Content starts
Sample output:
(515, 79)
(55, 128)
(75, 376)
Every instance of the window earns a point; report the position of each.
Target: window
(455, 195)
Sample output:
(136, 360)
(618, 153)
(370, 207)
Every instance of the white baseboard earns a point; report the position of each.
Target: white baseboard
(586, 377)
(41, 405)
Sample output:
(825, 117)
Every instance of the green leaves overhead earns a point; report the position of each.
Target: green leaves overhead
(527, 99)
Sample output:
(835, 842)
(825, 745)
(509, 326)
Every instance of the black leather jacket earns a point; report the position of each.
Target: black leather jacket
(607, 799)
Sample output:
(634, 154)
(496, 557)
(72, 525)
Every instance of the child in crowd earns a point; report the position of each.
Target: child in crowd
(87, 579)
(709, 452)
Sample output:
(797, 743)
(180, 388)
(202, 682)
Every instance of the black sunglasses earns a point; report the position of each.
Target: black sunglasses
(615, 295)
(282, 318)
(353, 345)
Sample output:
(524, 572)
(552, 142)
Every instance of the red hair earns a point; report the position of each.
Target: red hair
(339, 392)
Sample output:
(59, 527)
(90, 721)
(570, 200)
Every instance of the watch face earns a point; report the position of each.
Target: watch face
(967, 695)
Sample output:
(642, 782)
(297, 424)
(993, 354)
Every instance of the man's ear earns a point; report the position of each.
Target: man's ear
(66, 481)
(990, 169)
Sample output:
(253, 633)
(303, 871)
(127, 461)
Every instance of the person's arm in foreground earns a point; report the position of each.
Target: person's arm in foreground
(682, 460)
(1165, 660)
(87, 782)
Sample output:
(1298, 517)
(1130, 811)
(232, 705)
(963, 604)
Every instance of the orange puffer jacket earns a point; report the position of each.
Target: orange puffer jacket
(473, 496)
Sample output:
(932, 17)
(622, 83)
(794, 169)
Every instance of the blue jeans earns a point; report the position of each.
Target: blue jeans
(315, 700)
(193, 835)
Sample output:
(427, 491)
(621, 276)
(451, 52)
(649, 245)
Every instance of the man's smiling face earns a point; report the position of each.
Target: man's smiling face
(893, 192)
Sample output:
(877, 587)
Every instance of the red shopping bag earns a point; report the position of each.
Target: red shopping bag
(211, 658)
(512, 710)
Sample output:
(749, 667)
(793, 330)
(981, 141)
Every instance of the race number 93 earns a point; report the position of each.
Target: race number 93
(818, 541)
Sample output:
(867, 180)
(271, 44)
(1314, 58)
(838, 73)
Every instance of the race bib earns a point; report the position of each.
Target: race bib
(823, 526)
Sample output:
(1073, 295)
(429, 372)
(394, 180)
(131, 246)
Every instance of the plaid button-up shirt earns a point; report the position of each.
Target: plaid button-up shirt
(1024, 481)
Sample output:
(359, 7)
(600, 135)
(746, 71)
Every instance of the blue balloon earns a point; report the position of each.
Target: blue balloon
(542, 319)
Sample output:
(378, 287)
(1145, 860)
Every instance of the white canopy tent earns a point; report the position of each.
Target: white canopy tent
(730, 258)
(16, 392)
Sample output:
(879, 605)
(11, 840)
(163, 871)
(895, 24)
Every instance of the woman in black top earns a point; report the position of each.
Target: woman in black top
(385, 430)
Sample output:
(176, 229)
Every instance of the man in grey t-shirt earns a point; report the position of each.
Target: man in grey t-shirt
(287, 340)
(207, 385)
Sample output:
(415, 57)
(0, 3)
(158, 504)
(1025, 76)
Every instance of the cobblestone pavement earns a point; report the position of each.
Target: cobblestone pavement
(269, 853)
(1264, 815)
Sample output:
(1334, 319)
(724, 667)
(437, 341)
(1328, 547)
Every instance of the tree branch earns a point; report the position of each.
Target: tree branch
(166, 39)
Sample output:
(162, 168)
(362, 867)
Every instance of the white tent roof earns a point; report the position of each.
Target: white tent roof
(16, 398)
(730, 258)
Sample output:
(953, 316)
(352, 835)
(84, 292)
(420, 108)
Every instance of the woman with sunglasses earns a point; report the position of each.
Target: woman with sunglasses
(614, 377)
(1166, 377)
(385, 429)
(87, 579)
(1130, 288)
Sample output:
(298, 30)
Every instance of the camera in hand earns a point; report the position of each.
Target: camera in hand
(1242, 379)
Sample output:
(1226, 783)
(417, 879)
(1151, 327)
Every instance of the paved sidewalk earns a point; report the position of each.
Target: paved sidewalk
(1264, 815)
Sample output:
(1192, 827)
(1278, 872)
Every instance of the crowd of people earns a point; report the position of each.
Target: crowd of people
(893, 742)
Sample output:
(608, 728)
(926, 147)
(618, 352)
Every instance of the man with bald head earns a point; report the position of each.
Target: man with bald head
Content ends
§ Task directions:
Of the lines above, copy each one that contains the word "bald".

§ Worked solution:
Every instance of the man with bald head earns a point; report the position of each.
Target: man with bald head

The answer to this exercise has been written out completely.